**WHAT YOU SHOULD DO**
The answer should be an exact copy of the data.

**DATASET RECORDS**
--------------------------------
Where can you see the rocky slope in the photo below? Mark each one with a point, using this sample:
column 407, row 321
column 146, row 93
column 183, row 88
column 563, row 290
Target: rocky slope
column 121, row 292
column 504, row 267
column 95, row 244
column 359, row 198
--------------------------------
**TASK RESULT**
Where can you see the rocky slope in the photo below? Mark each one with a point, using this sample:
column 407, row 321
column 146, row 93
column 183, row 88
column 563, row 290
Target: rocky slope
column 121, row 292
column 504, row 267
column 95, row 244
column 359, row 198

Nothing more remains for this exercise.